## Что сделать
Перепишите дословно отрывок из текста о спектакле от слов «Текст Люка Персеваля» до слов «повествует речь персонажей.» включительно.
==== Исходный текст
Стол № 1

Фото С.ЛЕВШИНА“ROMEO&JULIET, или Милосердная земля”

Вторая сцена БДТ

Режиссер – Люк Персеваль

Текст Люка Персеваля (по мотивам пьесы У.Шекспира “Ромео и Джульетта” и романа Д.Верхюлста “Библиотекарь”)

 

Если вы когда-нибудь лежали в советской (зачеркнуто – российской) больнице, то наверняка знаете, что такое Стол № 1. Это когда, например, после операции, вам назначают питание в виде жидкого бульона или манной каши на воде. Что-то, что без всяких усилий усваивается организмом, не нанося вреда, но и без очевидной пользы.

“Ромео и Джульетта” – тоже диетическое произведение – усваивается без интеллектуальных усилий. Текст спектакля (визуальный, акустический) рассказывает ровно о том, о чем повествует речь персонажей.

Действие спектакля, в котором бельгийский режиссер Люк Персеваль, многократный участник фестиваля “Балтийский дом”, скомпилировал фрагменты романа Дмитрия Верхюлста “Библиотекарь”, трагедии Уильяма Шекспира “Ромео и Джульетта” и свой собственный текст – происходит в доме престарелых в некой условно европейской стране. Здесь встречает свой 74-й день рождения старик по имени Дезире, бывший библиотекарь, в окружении довольно агрессивных медработников и семьи, пришедшей его навестить. По мнению окружающих, он давно уже в деменции, испражняется в постель, близких не узнает и не реагирует ни на какие внешние стимулы и раздражители. Поэтому реальность спектакля раскладывается на два или даже три потока. В одном – внутренний голос Дезире (Дмитрий Воробьев), вспоминающего свое прошлое, главным образом, единственную встречу с девушкой по имени Роза, закончившуюся ничем, но ее Дезире считает любовью всей жизни. В другом – реплики жены и дочери, предъявляющих Дезире свои счеты, а также диалоги сотрудников мед-учреждения, в третьем – как бы соединяющем оба потока, звучит текст “Ромео и Джульетты”, иногда от лица Дезире, иногда голосами медсестер или протестантского патера.

Действие происходит на поворотном круге, его медленное вращение задает спектаклю несколько сомнамбулический ритм. С трех сторон сцену обрамляет деревянный амфитеатр, навевающий мысли о чем-то античном (художник Кат-рин Бракк). Прежде чем спектакль начнется, на сцену прямо из зрительного зала поднимутся старые женщины количеством девять. Далеко за 70, в линялых кофтах и выцветших ночнушках в цветочек, они займут места в деревянном амфитеатре, будто безмолвный хор, иногда что-то запевая дребезжащими голосами, не играя контингент клиники, но примерно час заряжая спектакль интенсивностью своего “присутствия”. Старушки (не артистки, а скорее всего, буквально клиентки такого же, но российского мед-учреждения), кажутся обесцвеченными временем, сошедшими со старой фотографии, “артефактами”.
========
==== Записанные данные
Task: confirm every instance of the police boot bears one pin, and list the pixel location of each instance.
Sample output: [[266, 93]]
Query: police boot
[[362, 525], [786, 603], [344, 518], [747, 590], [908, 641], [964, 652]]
========
## Результат выполнения
Текст Люка Персеваля (по мотивам пьесы У.Шекспира “Ромео и Джульетта” и романа Д.Верхюлста “Библиотекарь”)

 

Если вы когда-нибудь лежали в советской (зачеркнуто – российской) больнице, то наверняка знаете, что такое Стол № 1. Это когда, например, после операции, вам назначают питание в виде жидкого бульона или манной каши на воде. Что-то, что без всяких усилий усваивается организмом, не нанося вреда, но и без очевидной пользы.

“Ромео и Джульетта” – тоже диетическое произведение – усваивается без интеллектуальных усилий. Текст спектакля (визуальный, акустический) рассказывает ровно о том, о чем повествует речь персонажей.